── Dataset rows ──
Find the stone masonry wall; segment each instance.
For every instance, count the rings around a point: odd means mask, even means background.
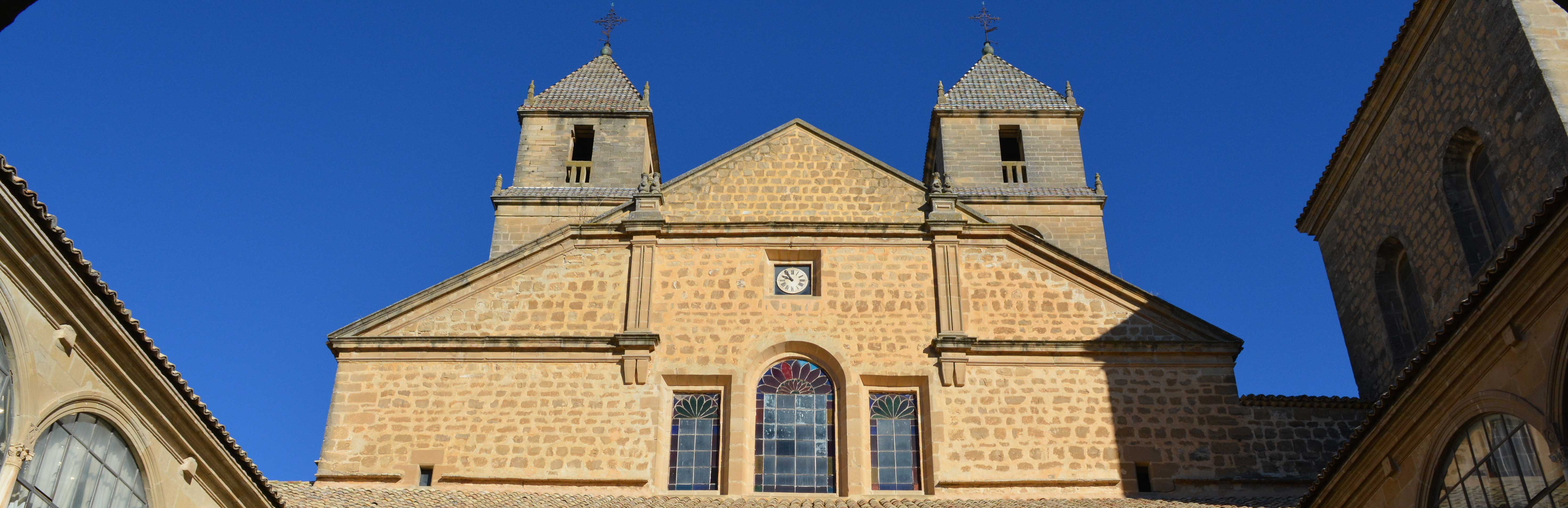
[[[340,362],[320,470],[395,474],[441,450],[442,475],[644,478],[651,394],[616,364]]]
[[[593,179],[566,183],[572,127],[594,125]],[[513,187],[632,188],[649,168],[648,119],[524,116]]]
[[[804,351],[817,351],[811,357],[836,372],[844,397],[839,408],[864,408],[872,390],[862,386],[867,376],[925,379],[903,383],[920,387],[930,405],[922,419],[935,428],[928,453],[941,461],[933,470],[938,489],[947,489],[942,481],[1099,481],[1082,488],[952,488],[949,494],[960,497],[1118,495],[1131,481],[1132,461],[1154,467],[1162,492],[1182,492],[1182,478],[1300,480],[1316,472],[1312,464],[1325,450],[1338,447],[1348,425],[1342,422],[1352,420],[1239,406],[1229,362],[1187,356],[1173,361],[1198,364],[1151,367],[1149,359],[1140,359],[1145,364],[1126,365],[1127,359],[1115,354],[1062,364],[1049,364],[1058,362],[1052,357],[972,357],[967,384],[944,387],[935,379],[928,351],[936,331],[930,246],[792,249],[820,254],[815,295],[771,295],[765,246],[659,246],[651,328],[662,342],[643,386],[622,384],[615,357],[593,353],[550,362],[524,356],[345,359],[320,475],[397,475],[406,484],[417,472],[411,469],[414,453],[439,448],[442,478],[513,478],[500,484],[524,486],[619,480],[588,489],[657,489],[660,472],[654,469],[666,445],[659,439],[668,433],[670,376],[709,379],[701,384],[735,379],[726,386],[739,392],[728,397],[740,406],[729,408],[737,411],[734,419],[746,419],[756,378],[786,342],[817,348]],[[619,331],[624,312],[624,301],[612,296],[624,293],[624,252],[568,251],[368,334],[608,336]],[[966,248],[963,256],[971,334],[980,339],[1179,339],[1007,249]],[[572,307],[575,303],[582,306]],[[858,392],[848,392],[851,386]],[[750,456],[750,425],[740,422],[728,420],[726,450]],[[845,447],[864,444],[866,422],[845,425],[839,431]],[[866,467],[861,452],[847,448],[847,475]]]
[[[966,331],[1000,340],[1181,340],[1005,248],[963,249]]]
[[[660,370],[750,370],[757,351],[798,339],[858,372],[930,375],[936,329],[930,248],[822,248],[820,296],[773,296],[760,248],[660,248],[652,328]]]
[[[941,118],[941,165],[958,187],[1087,187],[1076,118]],[[1018,125],[1029,183],[1002,183],[1000,125]]]
[[[665,188],[665,220],[919,223],[925,191],[801,127]]]
[[[491,256],[511,252],[561,226],[582,224],[613,205],[499,205],[491,234]]]
[[[613,336],[626,312],[624,248],[574,249],[510,279],[420,310],[386,336]]]
[[[1568,174],[1562,118],[1515,3],[1457,2],[1452,9],[1317,235],[1361,397],[1377,397],[1403,368],[1391,361],[1372,285],[1383,238],[1405,245],[1428,323],[1439,323],[1474,287],[1439,183],[1454,133],[1480,133],[1515,232]],[[1538,24],[1563,25],[1560,8],[1552,16]]]
[[[972,365],[942,390],[947,480],[1308,480],[1364,411],[1242,406],[1229,367]]]
[[[1046,241],[1088,263],[1110,270],[1099,205],[969,204],[997,223],[1029,226]]]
───
- Given problem:
Gather every line of the records above that contains the string "instance", treating uppercase and lowercase as different.

- The result:
Find the stone masonry wall; segment each instance.
For every instance, count the rings around a point: odd means mask, even means background.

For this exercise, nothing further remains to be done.